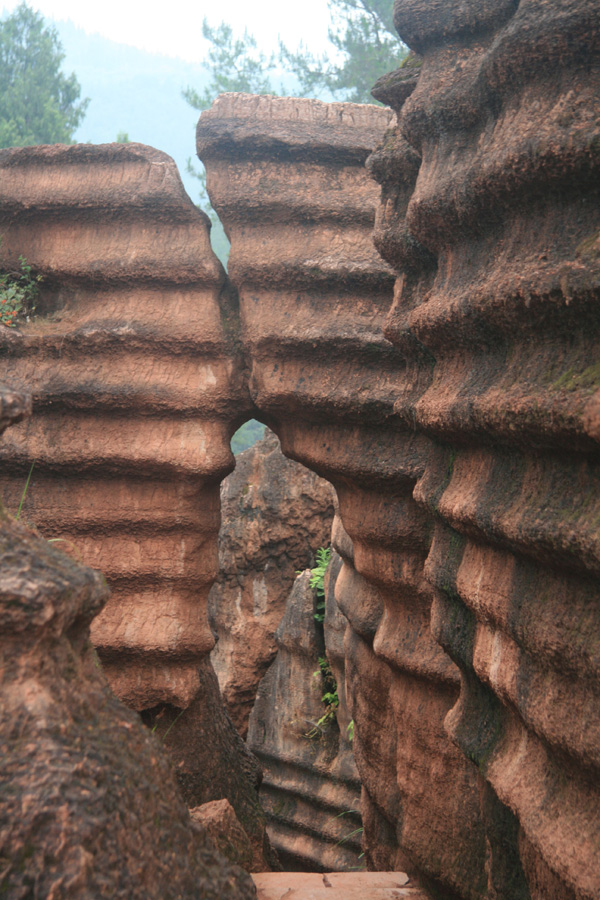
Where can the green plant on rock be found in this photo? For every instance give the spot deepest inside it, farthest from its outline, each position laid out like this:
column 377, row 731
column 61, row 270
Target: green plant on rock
column 317, row 581
column 18, row 294
column 329, row 698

------------------------------------------------------------

**Requirement:**
Nothing but the pictures should be left out when the listing is repeated exactly.

**Written answer:**
Where can the green plant on rock be found in this photo? For every instance give the spot deepest inside it, farthest from its outline, each position laid out like this:
column 377, row 731
column 61, row 270
Target: green plant on rock
column 317, row 581
column 18, row 294
column 329, row 698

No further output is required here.